***** Recorded information *****

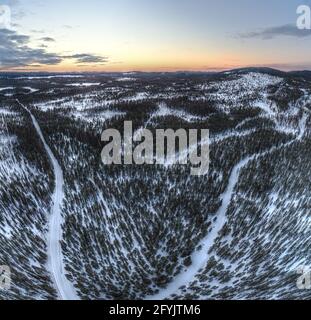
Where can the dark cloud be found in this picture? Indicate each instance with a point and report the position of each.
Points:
(47, 39)
(16, 52)
(270, 33)
(87, 58)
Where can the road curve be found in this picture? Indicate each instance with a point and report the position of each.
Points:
(65, 289)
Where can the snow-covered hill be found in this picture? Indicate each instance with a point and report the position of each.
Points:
(147, 232)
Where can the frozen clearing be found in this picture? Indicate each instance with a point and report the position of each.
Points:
(64, 288)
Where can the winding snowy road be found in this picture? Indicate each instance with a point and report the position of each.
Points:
(64, 288)
(200, 258)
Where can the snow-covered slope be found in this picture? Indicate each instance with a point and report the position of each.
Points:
(72, 228)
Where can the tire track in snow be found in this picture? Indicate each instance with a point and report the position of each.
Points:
(64, 288)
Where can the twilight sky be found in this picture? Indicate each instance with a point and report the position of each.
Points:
(149, 35)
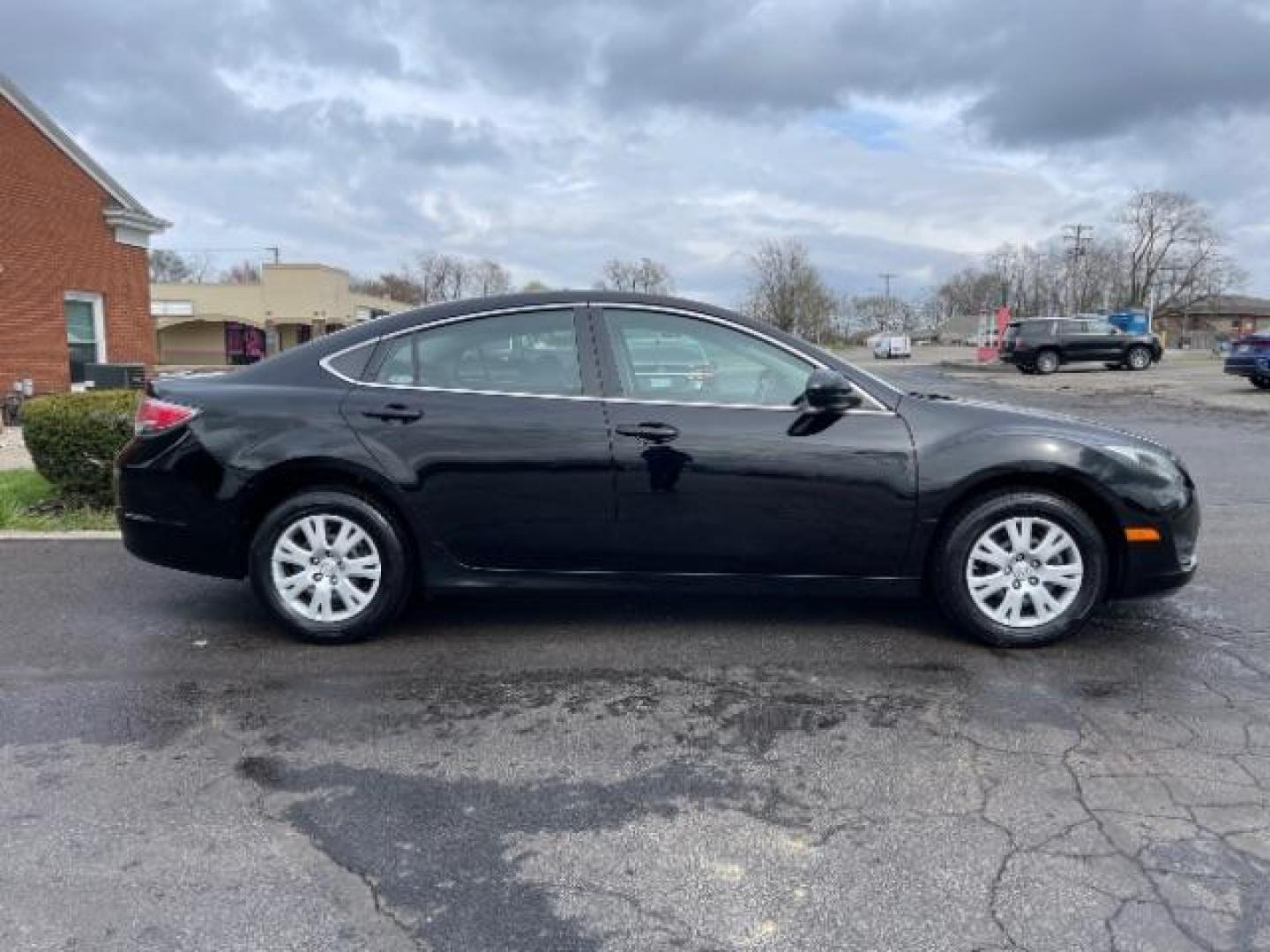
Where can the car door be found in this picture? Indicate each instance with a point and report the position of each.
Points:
(1105, 340)
(721, 471)
(1072, 340)
(494, 427)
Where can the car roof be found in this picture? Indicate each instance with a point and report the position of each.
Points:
(302, 362)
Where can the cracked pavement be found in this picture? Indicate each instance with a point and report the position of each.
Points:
(612, 772)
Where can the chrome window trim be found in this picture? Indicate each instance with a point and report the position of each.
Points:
(878, 409)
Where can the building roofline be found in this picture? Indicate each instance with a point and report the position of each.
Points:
(133, 213)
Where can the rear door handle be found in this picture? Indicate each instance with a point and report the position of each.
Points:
(394, 412)
(649, 432)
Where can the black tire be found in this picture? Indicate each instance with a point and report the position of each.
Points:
(395, 580)
(952, 553)
(1138, 358)
(1047, 362)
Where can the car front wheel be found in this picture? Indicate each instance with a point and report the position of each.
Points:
(1138, 358)
(331, 565)
(1020, 569)
(1047, 362)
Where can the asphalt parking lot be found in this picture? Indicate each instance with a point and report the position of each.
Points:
(646, 773)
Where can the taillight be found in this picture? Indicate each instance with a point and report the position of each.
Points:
(158, 415)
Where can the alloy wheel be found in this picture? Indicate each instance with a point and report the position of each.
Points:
(325, 568)
(1024, 571)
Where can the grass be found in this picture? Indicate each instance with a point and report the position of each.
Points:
(29, 502)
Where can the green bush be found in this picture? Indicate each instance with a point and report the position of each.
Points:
(74, 438)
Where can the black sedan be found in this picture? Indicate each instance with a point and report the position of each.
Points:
(533, 441)
(1250, 357)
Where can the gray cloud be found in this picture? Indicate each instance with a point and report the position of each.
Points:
(891, 136)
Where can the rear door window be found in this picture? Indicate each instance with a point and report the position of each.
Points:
(681, 360)
(534, 354)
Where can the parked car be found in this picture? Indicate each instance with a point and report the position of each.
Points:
(1250, 357)
(1044, 346)
(514, 442)
(893, 346)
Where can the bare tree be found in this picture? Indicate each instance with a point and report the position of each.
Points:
(787, 290)
(441, 277)
(169, 268)
(395, 286)
(1166, 230)
(644, 276)
(488, 279)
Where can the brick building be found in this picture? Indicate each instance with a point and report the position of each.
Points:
(74, 276)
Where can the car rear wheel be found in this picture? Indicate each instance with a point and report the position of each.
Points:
(1047, 362)
(331, 565)
(1020, 569)
(1138, 358)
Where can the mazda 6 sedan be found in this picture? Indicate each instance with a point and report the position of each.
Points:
(540, 441)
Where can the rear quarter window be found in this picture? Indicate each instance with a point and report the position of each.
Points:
(352, 363)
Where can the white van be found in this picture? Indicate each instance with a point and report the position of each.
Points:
(893, 346)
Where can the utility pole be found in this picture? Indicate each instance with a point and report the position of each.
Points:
(1079, 236)
(886, 308)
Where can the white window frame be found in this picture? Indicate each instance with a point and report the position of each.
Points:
(98, 302)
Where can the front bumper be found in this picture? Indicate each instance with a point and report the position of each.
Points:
(1154, 568)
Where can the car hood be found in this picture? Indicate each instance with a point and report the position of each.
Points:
(983, 413)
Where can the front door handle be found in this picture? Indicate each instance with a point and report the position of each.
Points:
(394, 412)
(649, 432)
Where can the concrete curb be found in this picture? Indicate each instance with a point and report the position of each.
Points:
(71, 536)
(990, 367)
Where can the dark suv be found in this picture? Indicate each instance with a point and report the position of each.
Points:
(1044, 346)
(1250, 357)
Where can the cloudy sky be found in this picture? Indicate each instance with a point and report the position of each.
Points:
(550, 135)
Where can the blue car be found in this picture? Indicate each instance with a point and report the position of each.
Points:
(1250, 357)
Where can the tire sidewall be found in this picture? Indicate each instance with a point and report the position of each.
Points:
(394, 582)
(1137, 352)
(966, 531)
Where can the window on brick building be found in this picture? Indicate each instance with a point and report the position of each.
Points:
(86, 331)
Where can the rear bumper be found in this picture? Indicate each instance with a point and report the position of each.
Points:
(1249, 367)
(170, 512)
(176, 546)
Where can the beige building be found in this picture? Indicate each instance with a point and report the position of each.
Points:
(201, 325)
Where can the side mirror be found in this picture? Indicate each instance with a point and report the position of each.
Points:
(828, 391)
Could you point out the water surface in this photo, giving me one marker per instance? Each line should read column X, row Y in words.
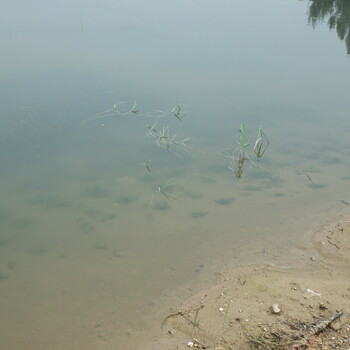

*****

--- Activity ---
If a line in the data holds the string "white", copy that line.

--- Result ---
Where can the white van be found in this picture? Indicate each instance with a point and report the position of each.
Where can the white window frame be found in this picture? Indicate each instance with a point and report the position of each.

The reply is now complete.